Iris are in bloom in the rock garden as well as a fellow gardener's plot. Am I the last gardener to know about fall blooming iris? To me, iris are spring, early flushes of color and delicacy in what was for many months a frozen, harsh garden. The iris in the fall garden takes me back a bit.


The Sun Garden; Then and Now

The summer has been kind to my new garden. Plenty of sun, rich soil, ample organic fertilizer and plenty of watering has led to an abundance of growth and blooms. I knew when I adopted this plot that I wanted to break away from my usual tidy, must-be-in-order garden look and create something that was wild, colorful and impossibly thick with plants. I like things in order and this was my chance chance to try a new garden style. It is safe to say, mission accomplished!

Several times a week I venture to the gardens to weed, take photos and check on the other garden plots. It is not unusual for me to collect a least two large yard waste bags (2x3 feet) of cuttings and excessive growth (and a few weeds) from this garden alone. I whack away at the Lantana, Russian sage, zinnias, butterfly bushes and other plants. The garden is lush, there is no doubt about that!

My new garden, very early in the season. Do I see soil? Hard to see any soil these days.
Mulched and filling in nicely. Still early in the season- iris still blooming.

Now we have crazy wild!!

I love the way the garden spills out on the walk softening the line between garden and hard surface. And the height is great; seeing flowers closely without having to stoop so far down is a nice feature. I do have some weak spots, and more solid height in the back of the garden is in order. Perhaps a flowering/berry shrub is in order. The butterfly bushes are a hit with the moths and butterflies, but they lack the solid form the garden craves.  The next few months will be spent studying the final product, taking notes and hatching plans for an even better garden next year. 


Toad Lilies

My Sister's Garden

It is official; three more family members have been bitten by the garden bug. My sister, Elizabeth, who lives in a lovely Tudor-style house, dabbled in gardening here and there last year, but with two little ones in tow—Jack, 3, and Molly, 1, at the time, getting a lot accomplished in the yard was quite the chore. This summer the kids are at the perfect age to get out and get their hands dirty.

They are the smartest kids ever (not that I am biased!), and when they see any of us doing or talking about something with excitement and passion, they want to know all about it and partake in the fun. As you can imagine, when their mom started ripping out ivy, moving plants and adding graceful border gardens to the yard, there was no stopping these little gardeners; they had to be a part of the yard makeover.
■ ■ ■ ■ ■
- Directives
1. From the gardening passage, list the plants named as ones the writer whacks away at in the new garden.
2. Return the stretch of the gardening passage from "My new garden, very" through "have crazy wild!!".
3. According to the gardening passage, what size are the yard waste bags the writer fills with cuttings?

- Recorded information
■ ■ ■ ■ ■
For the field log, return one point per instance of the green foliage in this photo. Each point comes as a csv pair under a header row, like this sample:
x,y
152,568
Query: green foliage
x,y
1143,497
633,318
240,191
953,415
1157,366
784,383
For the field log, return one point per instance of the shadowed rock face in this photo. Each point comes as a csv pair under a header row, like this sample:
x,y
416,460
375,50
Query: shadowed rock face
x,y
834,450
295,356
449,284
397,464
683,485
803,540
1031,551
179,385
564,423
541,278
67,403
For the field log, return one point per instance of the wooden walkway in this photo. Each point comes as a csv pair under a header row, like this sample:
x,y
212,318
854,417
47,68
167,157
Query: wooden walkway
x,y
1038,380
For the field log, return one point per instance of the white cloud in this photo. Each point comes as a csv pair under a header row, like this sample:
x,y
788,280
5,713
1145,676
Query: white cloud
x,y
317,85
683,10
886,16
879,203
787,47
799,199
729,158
■ ■ ■ ■ ■
- Responses by task
1. Lantana, Russian sage, zinnias, butterfly bushes

2.
My new garden, very early in the season. Do I see soil? Hard to see any soil these days.
Mulched and filling in nicely. Still early in the season- iris still blooming.

Now we have crazy wild!!

3. 2x3 feet